• **How to complete this task**
Every line from the top of the records through the line containing "box: [0, 25, 1913, 473]" should be retyped exactly; the pictures should not.

Stored data

----------------

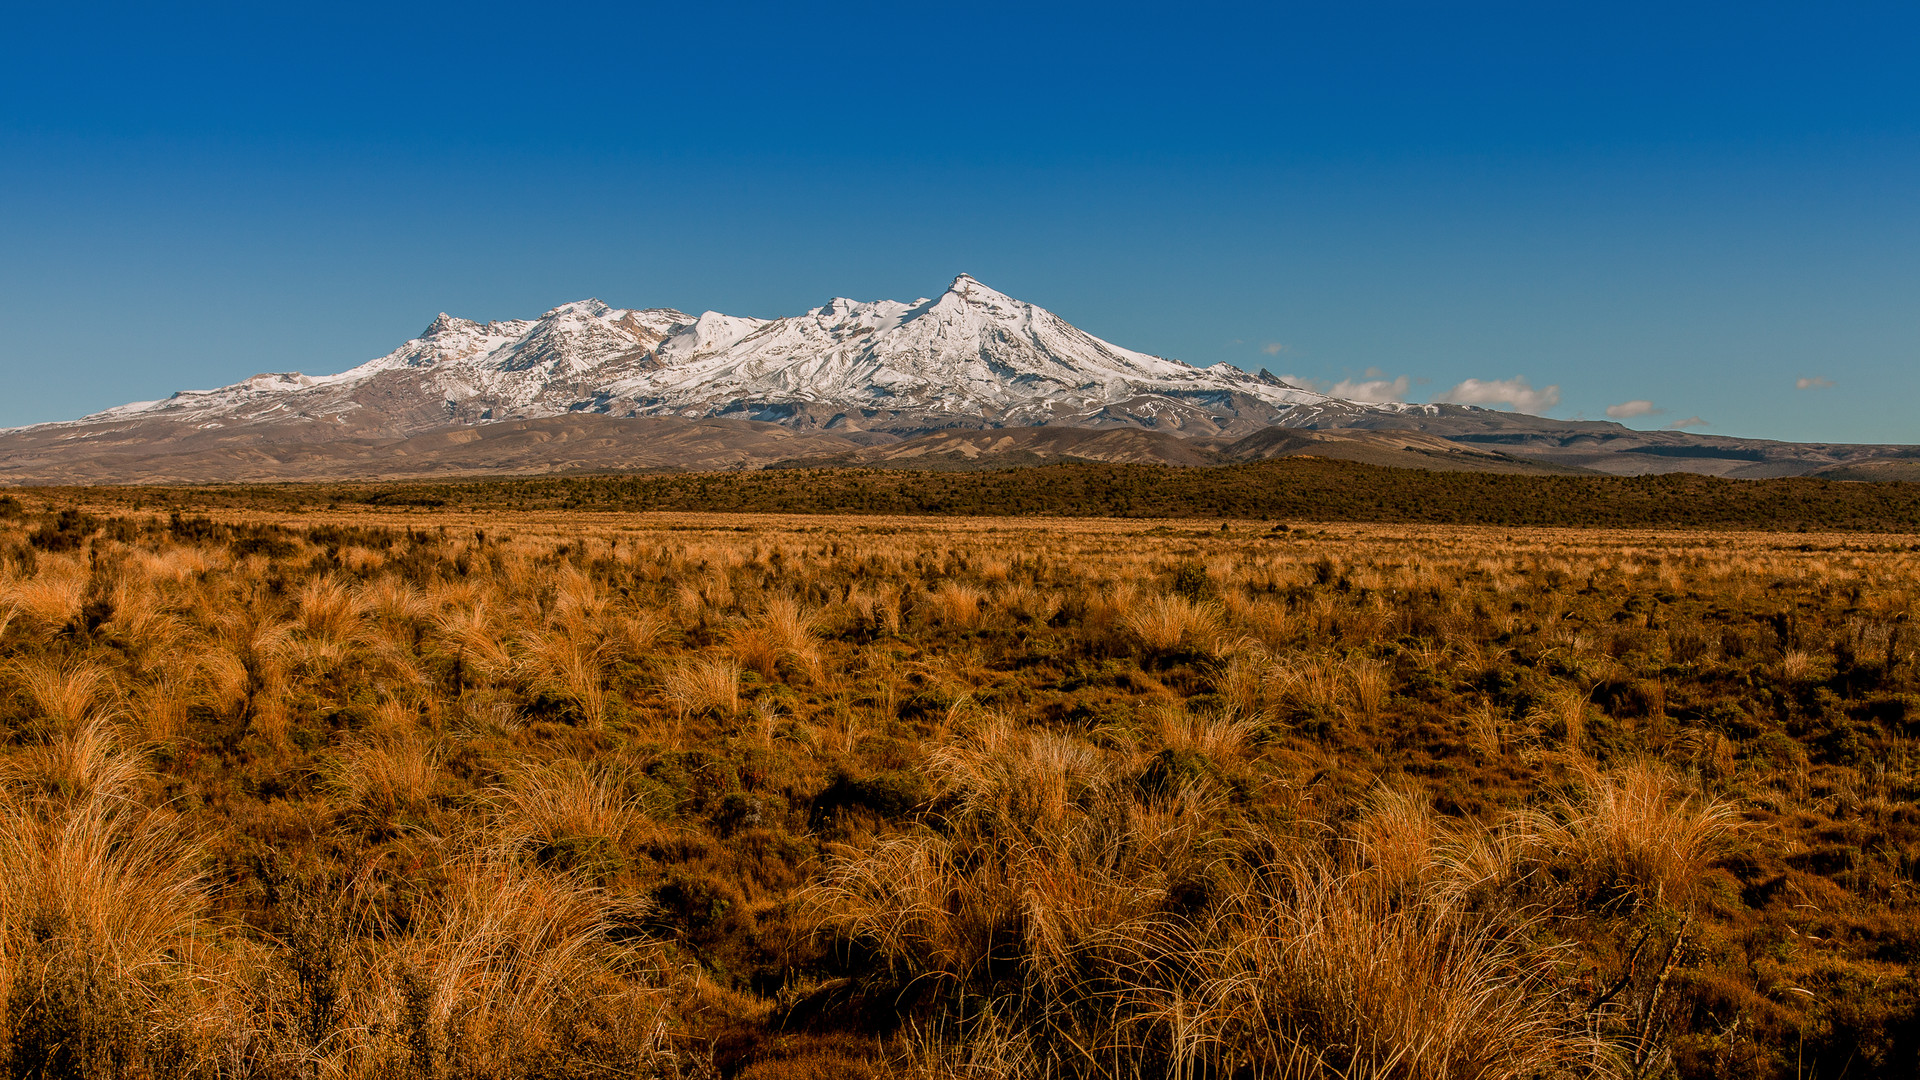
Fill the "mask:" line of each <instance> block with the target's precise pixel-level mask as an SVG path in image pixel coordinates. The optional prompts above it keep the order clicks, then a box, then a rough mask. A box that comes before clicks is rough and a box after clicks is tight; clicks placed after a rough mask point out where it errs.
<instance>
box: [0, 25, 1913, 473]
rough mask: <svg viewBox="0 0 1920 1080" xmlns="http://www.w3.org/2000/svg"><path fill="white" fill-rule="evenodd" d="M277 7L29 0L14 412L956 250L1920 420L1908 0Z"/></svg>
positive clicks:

----------------

• **Task response**
Fill the "mask:" line of each <instance> block with the target's precise pixel-level mask as an SVG path in image pixel coordinates. The optional prompts above it keep the order clicks, then a box, then a rough mask. A box that comes before clicks is rough and a box after clicks is tight; clicks placed after a rough mask point out where it errs.
<instance>
box: [0, 25, 1913, 473]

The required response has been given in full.